=== What you have to do ===
Copy the stretch of data from its very start through the line containing "Target: **rowing boat**" word for word, including both ends, and leave the pictures out of your answer.

───

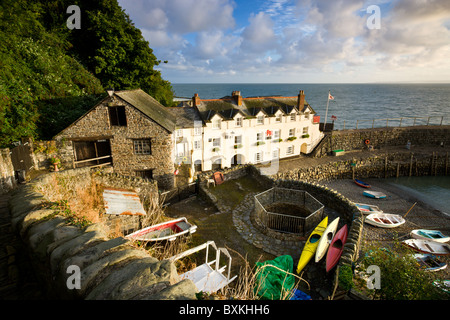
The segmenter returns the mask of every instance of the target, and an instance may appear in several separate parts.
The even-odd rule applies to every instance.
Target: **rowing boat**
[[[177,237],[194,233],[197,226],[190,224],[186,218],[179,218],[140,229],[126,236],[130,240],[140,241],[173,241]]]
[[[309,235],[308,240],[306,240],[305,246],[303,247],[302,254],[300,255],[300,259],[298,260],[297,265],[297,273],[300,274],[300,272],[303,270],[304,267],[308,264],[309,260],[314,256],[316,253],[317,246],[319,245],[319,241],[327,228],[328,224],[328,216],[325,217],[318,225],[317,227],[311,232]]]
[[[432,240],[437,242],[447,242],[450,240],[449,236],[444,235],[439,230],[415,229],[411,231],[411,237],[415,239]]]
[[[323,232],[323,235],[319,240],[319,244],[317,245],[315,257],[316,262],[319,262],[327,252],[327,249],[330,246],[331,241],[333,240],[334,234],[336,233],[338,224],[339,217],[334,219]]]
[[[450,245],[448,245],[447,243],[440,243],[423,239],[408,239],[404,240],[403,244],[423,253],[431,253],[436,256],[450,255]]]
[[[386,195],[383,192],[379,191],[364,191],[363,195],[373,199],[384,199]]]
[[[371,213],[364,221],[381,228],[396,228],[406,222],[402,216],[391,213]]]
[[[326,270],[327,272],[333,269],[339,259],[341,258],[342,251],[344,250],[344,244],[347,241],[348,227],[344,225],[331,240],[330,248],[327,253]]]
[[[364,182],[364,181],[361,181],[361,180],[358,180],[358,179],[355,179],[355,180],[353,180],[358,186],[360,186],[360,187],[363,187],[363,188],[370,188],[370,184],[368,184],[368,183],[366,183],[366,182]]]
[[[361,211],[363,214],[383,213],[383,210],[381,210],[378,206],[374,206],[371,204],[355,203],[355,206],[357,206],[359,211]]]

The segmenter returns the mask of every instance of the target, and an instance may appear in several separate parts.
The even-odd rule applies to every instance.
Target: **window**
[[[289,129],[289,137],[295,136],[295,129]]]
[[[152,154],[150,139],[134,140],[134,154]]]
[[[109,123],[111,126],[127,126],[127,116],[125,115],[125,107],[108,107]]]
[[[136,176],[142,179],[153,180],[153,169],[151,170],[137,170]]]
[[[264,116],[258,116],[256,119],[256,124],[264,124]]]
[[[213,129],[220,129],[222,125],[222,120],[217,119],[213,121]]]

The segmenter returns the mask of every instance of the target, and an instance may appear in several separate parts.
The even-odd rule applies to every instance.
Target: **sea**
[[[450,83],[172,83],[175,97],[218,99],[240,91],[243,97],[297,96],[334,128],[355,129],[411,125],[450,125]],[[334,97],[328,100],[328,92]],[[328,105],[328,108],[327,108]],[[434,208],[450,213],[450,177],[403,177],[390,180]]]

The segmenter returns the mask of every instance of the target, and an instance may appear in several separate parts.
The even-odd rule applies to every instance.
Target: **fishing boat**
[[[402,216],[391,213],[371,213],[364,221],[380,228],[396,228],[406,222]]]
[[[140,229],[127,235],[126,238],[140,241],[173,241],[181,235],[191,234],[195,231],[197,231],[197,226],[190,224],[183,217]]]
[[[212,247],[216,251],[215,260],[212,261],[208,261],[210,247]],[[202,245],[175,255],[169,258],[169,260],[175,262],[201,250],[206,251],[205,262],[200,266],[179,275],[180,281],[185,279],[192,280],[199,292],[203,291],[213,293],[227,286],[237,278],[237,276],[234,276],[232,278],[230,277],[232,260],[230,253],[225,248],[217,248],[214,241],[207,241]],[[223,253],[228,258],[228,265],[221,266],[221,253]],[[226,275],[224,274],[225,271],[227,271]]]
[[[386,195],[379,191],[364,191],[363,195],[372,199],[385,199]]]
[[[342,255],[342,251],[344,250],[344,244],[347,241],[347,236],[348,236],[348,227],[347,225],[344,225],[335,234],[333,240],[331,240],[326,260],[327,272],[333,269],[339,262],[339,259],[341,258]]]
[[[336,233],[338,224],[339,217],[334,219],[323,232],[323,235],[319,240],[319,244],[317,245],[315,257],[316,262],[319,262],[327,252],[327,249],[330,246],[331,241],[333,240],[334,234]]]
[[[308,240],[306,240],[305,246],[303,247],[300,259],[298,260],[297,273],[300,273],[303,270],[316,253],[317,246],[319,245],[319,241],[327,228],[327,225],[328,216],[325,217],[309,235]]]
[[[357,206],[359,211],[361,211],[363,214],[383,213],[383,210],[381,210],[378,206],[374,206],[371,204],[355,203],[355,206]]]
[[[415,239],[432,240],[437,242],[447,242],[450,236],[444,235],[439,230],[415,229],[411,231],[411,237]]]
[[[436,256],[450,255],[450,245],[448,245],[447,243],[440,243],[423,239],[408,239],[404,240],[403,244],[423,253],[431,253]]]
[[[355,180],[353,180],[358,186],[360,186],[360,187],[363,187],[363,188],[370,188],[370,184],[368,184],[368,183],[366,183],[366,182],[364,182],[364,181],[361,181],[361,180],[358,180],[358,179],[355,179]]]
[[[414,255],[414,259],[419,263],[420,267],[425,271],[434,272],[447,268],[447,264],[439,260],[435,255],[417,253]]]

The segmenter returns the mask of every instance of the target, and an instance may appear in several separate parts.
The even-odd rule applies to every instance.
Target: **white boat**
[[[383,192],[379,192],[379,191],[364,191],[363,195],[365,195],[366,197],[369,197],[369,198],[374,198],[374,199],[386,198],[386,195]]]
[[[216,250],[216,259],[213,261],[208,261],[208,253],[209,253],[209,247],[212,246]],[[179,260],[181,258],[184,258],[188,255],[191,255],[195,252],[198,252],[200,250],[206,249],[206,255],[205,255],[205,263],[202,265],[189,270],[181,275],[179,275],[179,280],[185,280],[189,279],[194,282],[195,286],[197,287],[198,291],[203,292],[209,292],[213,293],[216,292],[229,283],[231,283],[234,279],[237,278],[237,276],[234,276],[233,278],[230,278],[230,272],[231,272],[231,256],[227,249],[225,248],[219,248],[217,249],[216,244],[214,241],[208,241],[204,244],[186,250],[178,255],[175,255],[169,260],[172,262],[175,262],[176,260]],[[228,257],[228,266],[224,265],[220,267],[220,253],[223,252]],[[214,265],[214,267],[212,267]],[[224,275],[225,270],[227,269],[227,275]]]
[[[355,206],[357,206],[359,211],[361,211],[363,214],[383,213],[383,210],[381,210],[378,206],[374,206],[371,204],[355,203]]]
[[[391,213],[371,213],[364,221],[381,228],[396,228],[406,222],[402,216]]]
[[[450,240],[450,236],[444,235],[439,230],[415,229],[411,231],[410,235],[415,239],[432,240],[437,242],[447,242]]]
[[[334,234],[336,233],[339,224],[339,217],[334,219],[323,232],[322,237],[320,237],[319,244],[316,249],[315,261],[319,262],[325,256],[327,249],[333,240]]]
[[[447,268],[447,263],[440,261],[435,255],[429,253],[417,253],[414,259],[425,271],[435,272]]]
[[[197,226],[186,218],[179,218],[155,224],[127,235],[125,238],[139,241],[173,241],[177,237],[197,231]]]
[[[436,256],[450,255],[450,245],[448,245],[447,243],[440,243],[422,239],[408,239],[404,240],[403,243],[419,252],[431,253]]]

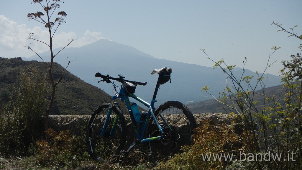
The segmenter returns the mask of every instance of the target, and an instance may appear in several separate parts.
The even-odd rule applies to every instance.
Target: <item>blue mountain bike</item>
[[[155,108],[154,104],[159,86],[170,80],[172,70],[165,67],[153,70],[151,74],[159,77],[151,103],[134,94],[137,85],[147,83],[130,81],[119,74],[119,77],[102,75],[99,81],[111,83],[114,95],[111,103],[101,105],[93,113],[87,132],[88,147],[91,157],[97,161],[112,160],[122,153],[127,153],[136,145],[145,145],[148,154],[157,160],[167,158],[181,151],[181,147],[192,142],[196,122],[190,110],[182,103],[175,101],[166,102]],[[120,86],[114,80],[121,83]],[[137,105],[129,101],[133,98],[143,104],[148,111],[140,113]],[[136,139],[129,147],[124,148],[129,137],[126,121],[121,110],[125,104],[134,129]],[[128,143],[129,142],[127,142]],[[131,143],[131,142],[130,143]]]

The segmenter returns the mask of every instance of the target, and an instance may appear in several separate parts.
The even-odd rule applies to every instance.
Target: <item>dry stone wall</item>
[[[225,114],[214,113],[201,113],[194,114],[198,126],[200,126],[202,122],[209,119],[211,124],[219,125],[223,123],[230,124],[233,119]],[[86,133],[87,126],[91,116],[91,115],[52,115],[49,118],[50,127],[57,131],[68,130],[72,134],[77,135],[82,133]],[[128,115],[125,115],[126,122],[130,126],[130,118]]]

───

=== Written answer ===
The segmenter returns the mask of every instance of the target, and an instance may appear in several separate parts.
The even-odd rule applies to every instance.
Target: **rowing boat**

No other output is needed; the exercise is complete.